# GIVEN TEXT:
Robin- Just recently I started to drink wine, maybe 3 years now. So that does not make me an expert by far. But when I started I made it a point to drink native wine-meaning California like Napa and Sonoma. (I also liked the way CA stuck it to the French in so many taste tests.) I didn't realize I was being greener for that decision, I just wanted to keep it local. I have always lived in CA. If you don't live here I heard NY, WA and OR have been known to produce good wines. And in some blogs I read the writers are drinking their local wine, wherever they live. I am lucky to live in a town that produces its own wine and it is so fun to be able to visit and do tastings at the winery. If you are able to visit the winery I highly recommend it!
Now with the box. I am proud of you. Stick with the bottle. Why? Almost all glass is recycled into new glass. Plastic is not. And what number plastic is it? Can it be recycled in your area? And plastic in general leaks toxins into the food it holds. And to me, every time we buy something plastic we are saying that it is ok to make even more plastic. If I get a choice I buy anything but plastic. "Plastic" is the new four letter word.
If you are worried about your carbon footprint when you buy glass bottles just buy a case. Then it only travels once. Store it because wine only gets better with age.

Robin Shreeves said...

You're so fortunate to live near Napa Valley. We do have some wineries in the area, and the friend I mention in the post, Susan, and I have done a bit of checking them out, but this region just doesn't produce really good wine.

So for now, I'll keep trying organic wines (still haven't found a keeper yet - maybe it's because I won't pay more than $12/bottle).

# TRY IT:
Answer these from the wine comments:
1. Besides California, which states does the first commenter say have been known to produce good wines?
2. Why does the first commenter favor glass bottles over plastic when it comes to recycling?
3. What is the most Robin Shreeves will pay per bottle of organic wine?
Nothing in the rows is needed for the work here.

[Point-per-instance localization data]

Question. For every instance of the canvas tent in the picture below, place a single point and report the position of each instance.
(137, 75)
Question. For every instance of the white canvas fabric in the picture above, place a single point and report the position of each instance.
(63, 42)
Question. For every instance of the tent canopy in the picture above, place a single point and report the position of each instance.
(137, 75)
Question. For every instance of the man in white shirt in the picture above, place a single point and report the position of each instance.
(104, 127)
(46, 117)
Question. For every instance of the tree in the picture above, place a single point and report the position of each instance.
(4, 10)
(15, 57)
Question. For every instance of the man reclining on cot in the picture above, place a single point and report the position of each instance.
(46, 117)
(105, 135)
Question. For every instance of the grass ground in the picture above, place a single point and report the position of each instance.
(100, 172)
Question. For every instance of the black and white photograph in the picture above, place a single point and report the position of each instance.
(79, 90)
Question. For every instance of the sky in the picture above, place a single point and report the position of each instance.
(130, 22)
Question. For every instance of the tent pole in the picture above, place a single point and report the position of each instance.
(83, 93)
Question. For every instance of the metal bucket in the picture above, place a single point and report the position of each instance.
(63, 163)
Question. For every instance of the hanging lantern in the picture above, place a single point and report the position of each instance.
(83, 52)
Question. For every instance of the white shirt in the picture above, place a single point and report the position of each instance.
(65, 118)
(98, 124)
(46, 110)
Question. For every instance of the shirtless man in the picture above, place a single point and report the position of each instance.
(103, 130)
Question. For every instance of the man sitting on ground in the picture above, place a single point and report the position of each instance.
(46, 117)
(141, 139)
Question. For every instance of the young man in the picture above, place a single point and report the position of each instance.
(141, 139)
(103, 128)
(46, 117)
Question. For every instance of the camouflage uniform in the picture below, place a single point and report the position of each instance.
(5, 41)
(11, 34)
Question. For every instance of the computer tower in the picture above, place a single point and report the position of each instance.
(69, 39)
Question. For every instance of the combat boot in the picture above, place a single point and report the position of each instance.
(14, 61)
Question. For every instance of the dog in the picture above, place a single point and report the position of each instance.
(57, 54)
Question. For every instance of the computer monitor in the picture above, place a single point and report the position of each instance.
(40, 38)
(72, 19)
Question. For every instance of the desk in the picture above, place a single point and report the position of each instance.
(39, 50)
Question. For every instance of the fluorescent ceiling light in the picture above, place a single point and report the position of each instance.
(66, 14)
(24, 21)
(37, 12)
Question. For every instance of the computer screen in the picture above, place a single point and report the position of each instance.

# OUTPUT BELOW:
1. NY, WA and OR.
2. Almost all glass is recycled into new glass, and plastic is not.
3. $12 a bottle.